INSTRUCTIONS FOR THE TASK - Write out each entry again. Keep every word exactly as it is.

EXCERPTED DATA -
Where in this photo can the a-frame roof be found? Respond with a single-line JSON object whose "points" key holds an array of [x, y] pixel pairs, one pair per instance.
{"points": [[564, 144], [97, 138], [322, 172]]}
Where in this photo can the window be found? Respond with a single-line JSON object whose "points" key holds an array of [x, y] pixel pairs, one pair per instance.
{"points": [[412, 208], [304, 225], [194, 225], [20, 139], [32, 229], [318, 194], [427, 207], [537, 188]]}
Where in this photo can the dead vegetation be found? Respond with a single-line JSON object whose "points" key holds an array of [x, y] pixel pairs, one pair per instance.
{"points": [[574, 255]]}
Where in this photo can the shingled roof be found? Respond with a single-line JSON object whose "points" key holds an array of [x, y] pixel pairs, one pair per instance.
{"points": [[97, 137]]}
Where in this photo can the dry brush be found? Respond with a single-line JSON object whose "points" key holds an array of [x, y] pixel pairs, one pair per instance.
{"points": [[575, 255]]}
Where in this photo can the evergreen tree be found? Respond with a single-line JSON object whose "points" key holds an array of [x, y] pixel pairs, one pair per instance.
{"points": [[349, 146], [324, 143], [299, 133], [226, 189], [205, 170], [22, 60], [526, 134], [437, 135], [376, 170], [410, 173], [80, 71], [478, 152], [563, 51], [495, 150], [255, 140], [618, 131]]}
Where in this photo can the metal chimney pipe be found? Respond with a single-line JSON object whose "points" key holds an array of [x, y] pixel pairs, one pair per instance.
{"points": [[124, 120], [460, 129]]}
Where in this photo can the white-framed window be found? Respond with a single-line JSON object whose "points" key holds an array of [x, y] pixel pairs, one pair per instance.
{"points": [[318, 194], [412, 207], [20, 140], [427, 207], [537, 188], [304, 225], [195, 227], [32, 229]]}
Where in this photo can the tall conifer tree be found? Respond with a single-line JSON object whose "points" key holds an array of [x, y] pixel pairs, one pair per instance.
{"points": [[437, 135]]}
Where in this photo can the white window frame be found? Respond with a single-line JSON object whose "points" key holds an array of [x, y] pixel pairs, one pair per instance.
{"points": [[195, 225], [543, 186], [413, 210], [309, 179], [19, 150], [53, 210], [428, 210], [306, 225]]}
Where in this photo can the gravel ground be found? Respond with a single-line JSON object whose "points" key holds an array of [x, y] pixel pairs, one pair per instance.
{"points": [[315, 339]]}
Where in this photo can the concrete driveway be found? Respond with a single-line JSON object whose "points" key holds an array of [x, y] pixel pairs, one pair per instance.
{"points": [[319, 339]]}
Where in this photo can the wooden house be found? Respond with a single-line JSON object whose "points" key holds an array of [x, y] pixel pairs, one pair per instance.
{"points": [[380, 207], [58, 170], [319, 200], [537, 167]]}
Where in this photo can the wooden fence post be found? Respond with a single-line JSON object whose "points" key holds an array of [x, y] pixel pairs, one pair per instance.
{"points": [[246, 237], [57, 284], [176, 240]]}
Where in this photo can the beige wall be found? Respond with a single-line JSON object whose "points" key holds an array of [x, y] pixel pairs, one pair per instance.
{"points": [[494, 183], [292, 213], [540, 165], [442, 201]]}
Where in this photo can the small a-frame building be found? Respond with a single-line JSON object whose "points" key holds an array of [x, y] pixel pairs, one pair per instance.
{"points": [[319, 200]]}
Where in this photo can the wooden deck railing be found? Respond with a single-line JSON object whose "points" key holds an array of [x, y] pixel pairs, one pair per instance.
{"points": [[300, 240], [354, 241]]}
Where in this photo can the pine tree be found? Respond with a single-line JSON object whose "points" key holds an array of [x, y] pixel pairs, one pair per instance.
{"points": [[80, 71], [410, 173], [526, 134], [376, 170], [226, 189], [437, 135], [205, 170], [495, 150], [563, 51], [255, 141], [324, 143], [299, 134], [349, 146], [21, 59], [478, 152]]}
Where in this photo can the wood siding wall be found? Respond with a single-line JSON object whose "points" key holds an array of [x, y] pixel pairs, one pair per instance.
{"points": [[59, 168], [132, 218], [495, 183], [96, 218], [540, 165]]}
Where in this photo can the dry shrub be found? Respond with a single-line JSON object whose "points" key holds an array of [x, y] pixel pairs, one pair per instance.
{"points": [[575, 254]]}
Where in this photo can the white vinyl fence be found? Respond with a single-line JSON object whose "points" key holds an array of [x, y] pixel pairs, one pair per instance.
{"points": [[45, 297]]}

RESPONSE FOR THIS EXERCISE -
Where in this photo can the a-frame roof be found? Respond with a single-line JSON object whose "points" key holds an array of [x, y] pixel pairs, one pair per instance.
{"points": [[564, 144], [97, 138], [322, 172]]}
Where in this photo can the window be found? Respond with a single-line JSON object whose "points" key holds an array of [x, y] pixel pairs, one pair per instance.
{"points": [[412, 208], [304, 225], [194, 225], [20, 139], [32, 229], [318, 194], [427, 207], [537, 188]]}
Where in this photo can the dead vegetation be found? Respond with a single-line JSON object whose "points" key holds an array of [x, y] pixel pairs, one pair per instance.
{"points": [[574, 255]]}
Where in this photo can the shingled roof be found? Respond with a single-line JSON object whose "points" key holds an array of [x, y] pixel pairs, one pair per instance.
{"points": [[97, 137]]}
Where in this photo can the dry brush be found? Respond with a single-line JSON object whose "points" key holds an array of [x, y] pixel pairs, one pair per instance.
{"points": [[575, 255]]}
Where in this photo can the evergreen tree be found? Respond with a single-line JSON object whose "points" key holds an array of [x, y] pixel pairs, one pair per instance.
{"points": [[349, 146], [324, 143], [299, 133], [226, 189], [205, 170], [22, 60], [526, 134], [437, 135], [376, 170], [410, 173], [80, 71], [478, 152], [563, 51], [495, 150], [255, 140], [618, 131]]}
Where in this photo can the metal chimney pipe be found? Respond with a single-line JSON object whose "points" key holds an array of [x, y] pixel pairs, one pair per instance.
{"points": [[124, 120], [460, 129]]}
Where in this photo can the white-framed window be found? Respond with a single-line JSON object whose "points" key holds an array of [x, y] pixel pairs, one pair per instance.
{"points": [[318, 194], [412, 207], [20, 140], [427, 207], [537, 188], [304, 225], [195, 227], [32, 229]]}
Where in this photo can the tall conifer tree be found? Respond with a single-line JSON object whose "points" key holds an array of [x, y] pixel pairs, one pair per instance.
{"points": [[437, 135]]}
Where in this photo can the white window frame be found? Respond with a single-line JSON object whose "points" key holds an array of [x, y] pixel pairs, one pair per instance.
{"points": [[195, 225], [543, 186], [413, 210], [309, 179], [19, 150], [53, 210], [428, 210], [306, 225]]}
Where in this photo can the gravel ground be found? Respond with a single-line JSON object whose "points" key holds an array of [x, y] pixel pairs, one pair per instance.
{"points": [[315, 339]]}
Where in this photo can the concrete driveway be found? Respond with a single-line JSON object whose "points" key holds an array of [x, y] pixel pairs, one pair per instance.
{"points": [[319, 339]]}
Where in this photo can the wooden house be found? Respond with a single-line JSON object whose "points" key holds an array of [x, y] pixel pairs, one pair per instance.
{"points": [[380, 207], [58, 170], [319, 200], [537, 167]]}
Where in this photo can the wooden fence post be found? Respond with a single-line JSON object whose "points" key holds an array of [x, y] pixel pairs, one pair per instance.
{"points": [[246, 237], [57, 284], [176, 240]]}
Where in this photo can the beige wall be found? Respond with a single-line JSON object whose "points" key holds an array of [x, y] pixel pairs, one pair per instance.
{"points": [[494, 183], [292, 213], [540, 165], [442, 201]]}
Where in this photo can the small a-frame building be found? Respond with a single-line JSON object whose "points" key holds an array of [x, y] pixel pairs, one pair per instance.
{"points": [[319, 200]]}
Where in this photo can the wooden deck railing be found? Respond with a single-line JSON object whose "points" key holds an array of [x, y] pixel pairs, one pair per instance.
{"points": [[300, 240], [354, 241]]}
Where in this photo can the pine tree be found? Respond with a single-line JSON object whose "points" key holds an array of [x, y] pixel pairs, one pair per instance.
{"points": [[80, 71], [410, 173], [526, 134], [376, 170], [226, 189], [437, 135], [205, 170], [495, 150], [563, 51], [255, 141], [324, 143], [299, 134], [349, 146], [21, 59], [478, 152]]}
Where in this photo can the wood siding wall be found? Respond with a single-line JSON object whose "points" key holds an array of [x, y] pixel pairs, one pair per instance.
{"points": [[59, 168], [132, 218], [495, 183], [96, 218], [540, 165]]}
Where in this photo can the dry shrub be found? Respond with a single-line JSON object whose "points" key holds an array of [x, y] pixel pairs, one pair per instance.
{"points": [[575, 254]]}
Where in this photo can the white vinyl fence be found? Respond with a single-line JSON object whose "points" key holds an array of [x, y] pixel pairs, one pair per instance.
{"points": [[45, 297]]}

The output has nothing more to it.